## THE PROBLEM
Write the entries out again in full and unchanged, dropping every image.
---------- RECORDS SUPPLIED
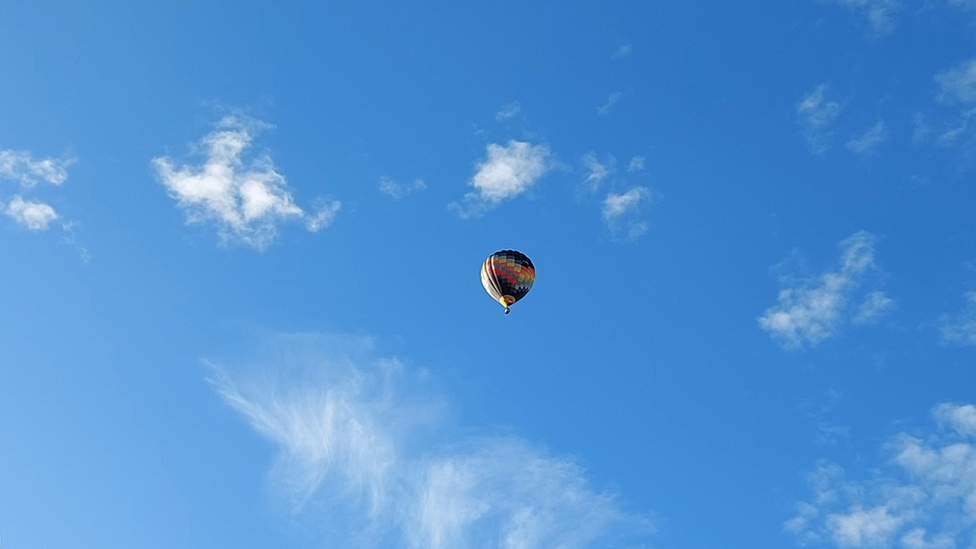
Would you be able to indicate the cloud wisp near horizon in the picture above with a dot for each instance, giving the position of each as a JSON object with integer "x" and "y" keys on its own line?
{"x": 371, "y": 439}
{"x": 923, "y": 496}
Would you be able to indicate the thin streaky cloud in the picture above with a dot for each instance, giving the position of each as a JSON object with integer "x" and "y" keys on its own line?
{"x": 597, "y": 171}
{"x": 880, "y": 14}
{"x": 507, "y": 172}
{"x": 957, "y": 95}
{"x": 920, "y": 497}
{"x": 623, "y": 51}
{"x": 245, "y": 198}
{"x": 35, "y": 216}
{"x": 612, "y": 100}
{"x": 960, "y": 328}
{"x": 510, "y": 110}
{"x": 396, "y": 191}
{"x": 812, "y": 310}
{"x": 366, "y": 438}
{"x": 622, "y": 212}
{"x": 22, "y": 167}
{"x": 816, "y": 115}
{"x": 869, "y": 141}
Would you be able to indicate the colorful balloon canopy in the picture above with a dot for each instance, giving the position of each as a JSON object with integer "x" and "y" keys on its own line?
{"x": 507, "y": 276}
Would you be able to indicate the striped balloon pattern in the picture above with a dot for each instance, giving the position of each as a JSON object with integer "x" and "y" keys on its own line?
{"x": 507, "y": 276}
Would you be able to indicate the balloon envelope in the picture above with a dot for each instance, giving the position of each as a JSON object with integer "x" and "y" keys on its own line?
{"x": 507, "y": 276}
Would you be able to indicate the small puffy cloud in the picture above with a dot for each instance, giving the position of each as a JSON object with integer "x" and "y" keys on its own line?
--------------------
## EXERCISE OUTPUT
Would you be able to indicate the cloud wisp near horizon in the picture above with a dot for each instance, giving the position of each as a JSON object with integer "x" and "y" keys on its own line?
{"x": 371, "y": 439}
{"x": 923, "y": 496}
Would you be able to indicate the thin streaky cloud in the picture above with a dot for each instance, giving the position of each as a JSON object with integer "x" and "y" keys on its own line?
{"x": 597, "y": 171}
{"x": 880, "y": 14}
{"x": 507, "y": 172}
{"x": 957, "y": 95}
{"x": 920, "y": 497}
{"x": 623, "y": 51}
{"x": 245, "y": 198}
{"x": 35, "y": 216}
{"x": 612, "y": 100}
{"x": 960, "y": 328}
{"x": 510, "y": 110}
{"x": 396, "y": 191}
{"x": 812, "y": 310}
{"x": 366, "y": 438}
{"x": 622, "y": 212}
{"x": 22, "y": 167}
{"x": 816, "y": 115}
{"x": 869, "y": 141}
Would you be able to indicate the colorful balloon canopy in the picture above with a dot for each instance, giving the position of each as a JSON object with integer "x" and "y" keys on its own line?
{"x": 507, "y": 276}
Would you be able to indicate the striped balloon pattern in the picture above with a dot for each instance, giving the position of each as a JSON object with integer "x" and "y" keys on its own line?
{"x": 507, "y": 276}
Would you be able to indicate the balloon envelope in the picture above with a dot for each instance, giving the position of each as a JSON object with integer "x" and "y" keys on its own line?
{"x": 507, "y": 276}
Would you be able to indicate the small puffy cloud in the picture above with a dot for each instance, giving the position of each as a JSON object with integer "x" and "y" keys on its own line?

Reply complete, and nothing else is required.